▸ **Tasks to perform**:
1 – Reproduce word for word the part of the passage on Zoom's office policy starting at "But the shift" and ending at "new office regularly.".
2 – According to the passage on Zoom's office policy, how large is the company's new London office?

▸ **Text under study**:
* * *
The changes to Zoom’s working arrangements will only have a minor impact on most employees – some staff were already being asked to come into offices once a week and the new policy only increases this to two for those living within 50 miles of an office. However, in the not-too-distant past, the company had stated that staff would be able to work remotely indefinitely.

Maris says that, although most people see the benefits, the internal response to this change has been “mixed”. He adds: “In locations where we don’t have an office, people are clamouring for us to open one.”

But the shift has not been welcomed by every employee. Maris admits that part of the Amsterdam office was initially opposed to coming into the office on a day where many of them worked individually. “I don’t think we had the correct approach there the first time around,” he adds. “We’ve changed their days and now the benefits are much clearer for everyone.”

A new London office

As part of its bid to encourage more people to embrace hybrid working, Zoom opened its new London office last week. Based in Holborn, the 15,000 square foot space is intended to provide a place for Zoom’s 200 UK employees to collaborate and work alongside colleagues. It is expected that up to 80 UK staff will frequent the new office regularly.

“People have become used to working from home and see it as a benefit, so if you want to get them back into the office, you need to make it worth their while,” Maris says. 

Because the world is becoming more hybrid, it’s increasingly important for us to experience what it is to be hybrid too

He is aware that no one wants to come into an office to sit on calls all day, but believes there is a lot of value in in-person work that businesses are missing out on. “Improving employee engagement is crucial and that comes from a feeling of culture and belonging, which is far more difficult to create when you’re apart,” Maris says. “Sometimes you just want to be able to sit down and have lunch together; even the time before and after meetings can be important.”
* * *
▸ **Data shown**:
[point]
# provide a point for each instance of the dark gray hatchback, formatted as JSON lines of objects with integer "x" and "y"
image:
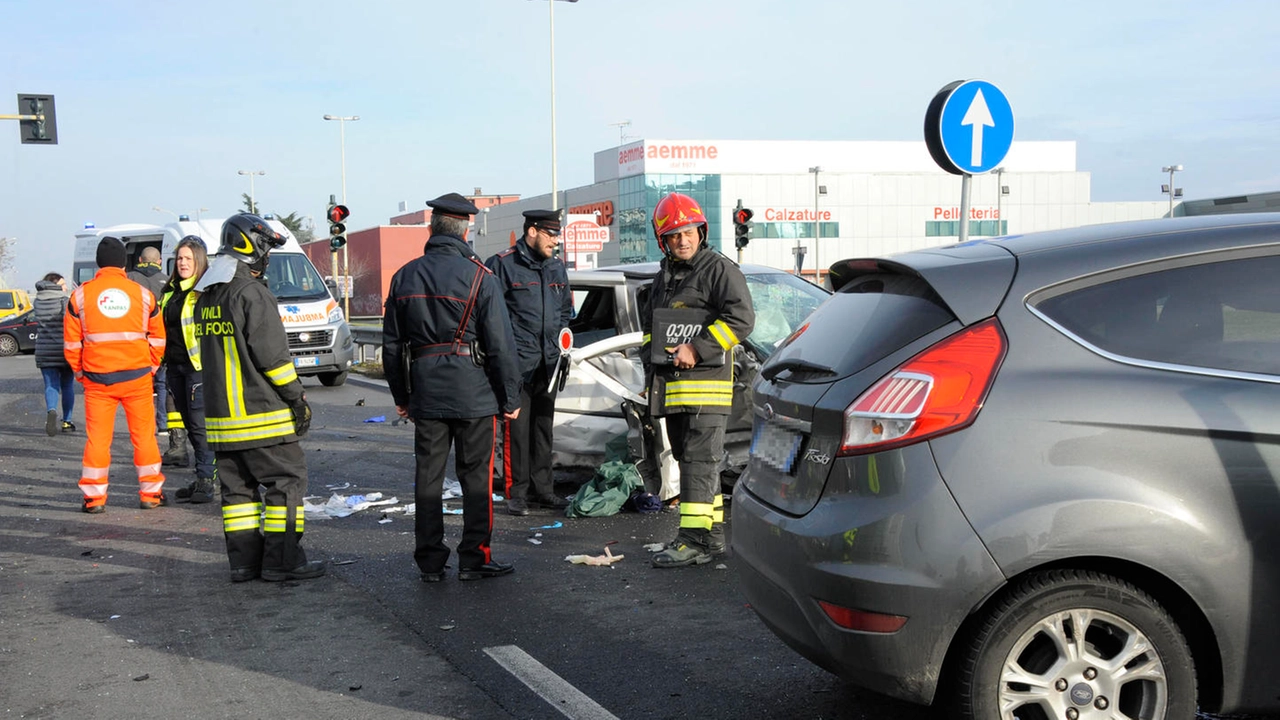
* * *
▸ **Outputs in order**:
1 –
But the shift has not been welcomed by every employee. Maris admits that part of the Amsterdam office was initially opposed to coming into the office on a day where many of them worked individually. “I don’t think we had the correct approach there the first time around,” he adds. “We’ve changed their days and now the benefits are much clearer for everyone.”

A new London office

As part of its bid to encourage more people to embrace hybrid working, Zoom opened its new London office last week. Based in Holborn, the 15,000 square foot space is intended to provide a place for Zoom’s 200 UK employees to collaborate and work alongside colleagues. It is expected that up to 80 UK staff will frequent the new office regularly.

2 – It is 15,000 square feet.